TASK TO COMPLETE: List each line of the listing below that contains the string "blue", reproducing every matching line in full.

SUPPLIED INFORMATION:
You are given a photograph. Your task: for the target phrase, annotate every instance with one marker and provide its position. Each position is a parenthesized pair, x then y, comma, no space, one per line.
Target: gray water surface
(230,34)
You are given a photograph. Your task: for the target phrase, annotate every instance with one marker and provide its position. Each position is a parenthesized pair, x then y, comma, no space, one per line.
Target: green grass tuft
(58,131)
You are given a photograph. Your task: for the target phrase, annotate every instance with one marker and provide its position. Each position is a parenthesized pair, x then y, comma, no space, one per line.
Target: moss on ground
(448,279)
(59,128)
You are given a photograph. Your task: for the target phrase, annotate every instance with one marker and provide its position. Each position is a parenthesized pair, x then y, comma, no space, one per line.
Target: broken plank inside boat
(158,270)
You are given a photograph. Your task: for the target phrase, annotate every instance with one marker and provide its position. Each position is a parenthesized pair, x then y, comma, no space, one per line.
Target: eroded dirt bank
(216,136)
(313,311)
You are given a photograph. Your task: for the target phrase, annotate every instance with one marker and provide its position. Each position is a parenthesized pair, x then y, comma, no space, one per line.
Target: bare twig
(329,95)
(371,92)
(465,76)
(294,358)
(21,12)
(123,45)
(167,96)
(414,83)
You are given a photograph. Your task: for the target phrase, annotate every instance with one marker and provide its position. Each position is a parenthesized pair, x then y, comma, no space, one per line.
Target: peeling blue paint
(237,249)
==
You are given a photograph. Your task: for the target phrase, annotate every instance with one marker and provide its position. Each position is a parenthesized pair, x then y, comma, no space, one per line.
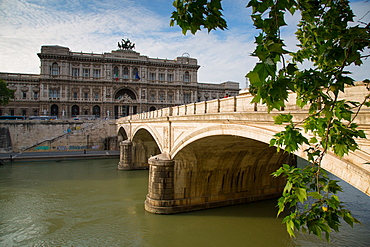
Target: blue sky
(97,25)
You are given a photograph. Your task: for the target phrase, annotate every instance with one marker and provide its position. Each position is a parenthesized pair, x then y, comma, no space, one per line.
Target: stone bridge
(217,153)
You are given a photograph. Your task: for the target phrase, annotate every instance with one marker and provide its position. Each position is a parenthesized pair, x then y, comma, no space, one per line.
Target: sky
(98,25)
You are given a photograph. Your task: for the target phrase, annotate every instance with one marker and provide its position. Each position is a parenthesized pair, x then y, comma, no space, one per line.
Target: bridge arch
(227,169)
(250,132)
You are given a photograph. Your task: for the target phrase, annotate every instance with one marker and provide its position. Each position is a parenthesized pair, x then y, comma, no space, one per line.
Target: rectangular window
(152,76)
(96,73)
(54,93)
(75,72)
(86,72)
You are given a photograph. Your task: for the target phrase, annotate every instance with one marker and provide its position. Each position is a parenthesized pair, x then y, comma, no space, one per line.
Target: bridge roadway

ANSWER BELOW:
Target: peeling blue paint
Target: blue sky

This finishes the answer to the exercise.